====== The input ======

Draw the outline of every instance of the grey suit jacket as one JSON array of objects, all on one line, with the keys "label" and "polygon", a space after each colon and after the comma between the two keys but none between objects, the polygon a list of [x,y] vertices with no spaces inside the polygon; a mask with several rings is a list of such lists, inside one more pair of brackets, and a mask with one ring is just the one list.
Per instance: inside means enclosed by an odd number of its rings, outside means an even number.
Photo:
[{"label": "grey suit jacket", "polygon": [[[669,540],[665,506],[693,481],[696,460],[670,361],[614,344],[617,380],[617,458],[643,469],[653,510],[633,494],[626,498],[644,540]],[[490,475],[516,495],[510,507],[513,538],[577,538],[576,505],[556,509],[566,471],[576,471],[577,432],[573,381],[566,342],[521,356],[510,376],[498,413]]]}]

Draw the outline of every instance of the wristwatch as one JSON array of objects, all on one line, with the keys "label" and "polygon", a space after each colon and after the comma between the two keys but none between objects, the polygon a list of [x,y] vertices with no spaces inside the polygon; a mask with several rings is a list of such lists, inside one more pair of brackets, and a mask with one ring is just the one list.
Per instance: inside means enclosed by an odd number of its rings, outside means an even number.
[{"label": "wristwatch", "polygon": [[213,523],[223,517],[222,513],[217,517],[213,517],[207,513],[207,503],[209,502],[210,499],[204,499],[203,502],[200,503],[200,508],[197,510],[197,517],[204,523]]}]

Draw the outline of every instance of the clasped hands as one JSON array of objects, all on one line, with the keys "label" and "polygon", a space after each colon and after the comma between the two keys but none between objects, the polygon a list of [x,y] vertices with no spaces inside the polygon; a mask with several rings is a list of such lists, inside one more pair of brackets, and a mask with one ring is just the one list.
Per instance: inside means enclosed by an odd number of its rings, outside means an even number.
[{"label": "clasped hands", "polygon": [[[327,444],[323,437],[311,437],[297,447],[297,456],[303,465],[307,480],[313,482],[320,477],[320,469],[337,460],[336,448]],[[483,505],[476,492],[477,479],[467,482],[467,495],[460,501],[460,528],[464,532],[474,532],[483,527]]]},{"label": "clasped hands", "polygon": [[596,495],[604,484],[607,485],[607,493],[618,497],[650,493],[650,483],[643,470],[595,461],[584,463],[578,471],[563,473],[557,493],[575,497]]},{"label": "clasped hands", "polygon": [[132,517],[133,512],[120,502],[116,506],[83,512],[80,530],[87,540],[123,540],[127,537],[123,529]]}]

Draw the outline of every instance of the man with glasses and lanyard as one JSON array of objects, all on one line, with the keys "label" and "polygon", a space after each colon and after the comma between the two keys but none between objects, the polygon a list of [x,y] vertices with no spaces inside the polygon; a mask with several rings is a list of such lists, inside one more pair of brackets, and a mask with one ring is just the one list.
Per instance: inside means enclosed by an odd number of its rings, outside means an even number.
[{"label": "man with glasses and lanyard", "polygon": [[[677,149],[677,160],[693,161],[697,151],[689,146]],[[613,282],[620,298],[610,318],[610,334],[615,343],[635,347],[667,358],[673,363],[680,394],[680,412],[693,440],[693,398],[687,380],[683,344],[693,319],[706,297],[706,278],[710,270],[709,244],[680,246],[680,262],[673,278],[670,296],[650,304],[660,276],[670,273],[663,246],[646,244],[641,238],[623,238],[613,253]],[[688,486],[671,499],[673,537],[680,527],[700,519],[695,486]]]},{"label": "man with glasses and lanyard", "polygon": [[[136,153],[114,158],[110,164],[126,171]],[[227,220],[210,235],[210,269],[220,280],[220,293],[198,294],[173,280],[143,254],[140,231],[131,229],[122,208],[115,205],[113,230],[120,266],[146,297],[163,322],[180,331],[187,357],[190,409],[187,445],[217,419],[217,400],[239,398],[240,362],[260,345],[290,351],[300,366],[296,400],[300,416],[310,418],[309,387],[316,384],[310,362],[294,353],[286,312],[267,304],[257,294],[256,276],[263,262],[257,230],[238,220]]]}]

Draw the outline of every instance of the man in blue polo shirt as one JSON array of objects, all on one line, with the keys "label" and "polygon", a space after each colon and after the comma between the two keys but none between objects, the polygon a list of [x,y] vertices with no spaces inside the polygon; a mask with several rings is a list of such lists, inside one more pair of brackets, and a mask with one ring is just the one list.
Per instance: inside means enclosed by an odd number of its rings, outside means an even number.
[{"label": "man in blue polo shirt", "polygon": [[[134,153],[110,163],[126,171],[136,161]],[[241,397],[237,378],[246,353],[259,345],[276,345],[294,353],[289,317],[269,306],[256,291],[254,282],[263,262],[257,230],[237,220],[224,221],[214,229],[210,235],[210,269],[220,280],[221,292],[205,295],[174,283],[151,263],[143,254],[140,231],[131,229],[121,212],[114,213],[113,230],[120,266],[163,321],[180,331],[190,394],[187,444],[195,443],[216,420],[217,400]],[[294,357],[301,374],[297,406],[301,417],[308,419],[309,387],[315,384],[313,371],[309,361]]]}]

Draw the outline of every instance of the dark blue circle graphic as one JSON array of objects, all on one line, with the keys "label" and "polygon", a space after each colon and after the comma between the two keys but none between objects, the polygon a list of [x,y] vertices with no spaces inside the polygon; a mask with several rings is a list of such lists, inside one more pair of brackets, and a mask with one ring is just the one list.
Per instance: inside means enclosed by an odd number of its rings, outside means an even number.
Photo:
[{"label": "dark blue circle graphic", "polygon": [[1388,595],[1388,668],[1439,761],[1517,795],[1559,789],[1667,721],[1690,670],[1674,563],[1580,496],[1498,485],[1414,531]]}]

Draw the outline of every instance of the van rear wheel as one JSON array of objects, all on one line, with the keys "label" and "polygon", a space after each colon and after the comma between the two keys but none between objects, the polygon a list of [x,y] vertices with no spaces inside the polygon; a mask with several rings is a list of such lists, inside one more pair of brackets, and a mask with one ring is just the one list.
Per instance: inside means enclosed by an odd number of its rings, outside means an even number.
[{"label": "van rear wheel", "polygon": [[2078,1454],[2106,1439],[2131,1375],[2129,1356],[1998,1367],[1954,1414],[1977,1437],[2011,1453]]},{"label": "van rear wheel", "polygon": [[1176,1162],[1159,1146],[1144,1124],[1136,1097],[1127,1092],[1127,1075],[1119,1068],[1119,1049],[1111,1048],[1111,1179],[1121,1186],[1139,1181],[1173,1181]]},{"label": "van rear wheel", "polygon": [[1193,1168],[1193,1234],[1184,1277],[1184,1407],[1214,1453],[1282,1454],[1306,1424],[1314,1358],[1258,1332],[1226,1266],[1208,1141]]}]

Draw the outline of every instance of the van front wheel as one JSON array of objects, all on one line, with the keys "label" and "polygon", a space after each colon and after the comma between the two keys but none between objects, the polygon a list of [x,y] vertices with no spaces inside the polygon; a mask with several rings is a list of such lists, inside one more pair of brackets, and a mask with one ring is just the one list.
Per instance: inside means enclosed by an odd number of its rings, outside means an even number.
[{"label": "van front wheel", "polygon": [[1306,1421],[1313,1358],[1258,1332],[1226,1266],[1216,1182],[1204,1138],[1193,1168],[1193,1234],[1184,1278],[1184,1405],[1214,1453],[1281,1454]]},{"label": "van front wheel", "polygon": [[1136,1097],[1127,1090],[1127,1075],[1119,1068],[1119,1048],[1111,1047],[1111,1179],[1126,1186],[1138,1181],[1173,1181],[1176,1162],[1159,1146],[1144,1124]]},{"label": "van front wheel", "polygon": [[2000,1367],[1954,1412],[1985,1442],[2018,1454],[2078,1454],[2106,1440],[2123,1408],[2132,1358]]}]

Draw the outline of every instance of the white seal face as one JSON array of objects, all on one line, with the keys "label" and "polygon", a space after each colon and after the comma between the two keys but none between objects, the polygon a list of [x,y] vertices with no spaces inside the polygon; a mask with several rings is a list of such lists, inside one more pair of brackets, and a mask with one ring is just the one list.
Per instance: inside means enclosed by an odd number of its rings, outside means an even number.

======

From the first line of the data above to the line holding "Draw the outline of every instance of the wristwatch", reproduce each line exactly; emit no other lines.

Draw the outline of every instance of the grey suit jacket as one JSON array of objects, all on one line, with the keys "label" and "polygon", a space after each colon and after the comma between the two keys but none between objects, the polygon a list of [x,y] vertices with no spaces inside the polygon; a mask with several rings is a list of such lists, inside one more pair of brackets, and a mask with one ring is just the one list.
Per instance: inside means enclosed by an odd number of its rings, outside means an even number.
Photo:
[{"label": "grey suit jacket", "polygon": [[[669,540],[665,506],[693,481],[696,460],[670,361],[614,344],[617,380],[617,458],[643,469],[653,510],[633,494],[626,498],[644,540]],[[490,475],[516,495],[510,507],[513,538],[577,538],[576,505],[556,509],[566,471],[576,471],[577,432],[573,381],[566,342],[521,356],[510,376],[498,413]]]}]

Draw the outline of every instance of the wristwatch as one JSON array of objects, all on one line, with the keys "label" and "polygon", a space after each colon and after the comma between the two keys but none between objects, the polygon a list of [x,y] vertices with no spaces inside the polygon; a mask with several rings is a list of such lists, inside one more pair of brackets, and a mask with one ring is just the one list.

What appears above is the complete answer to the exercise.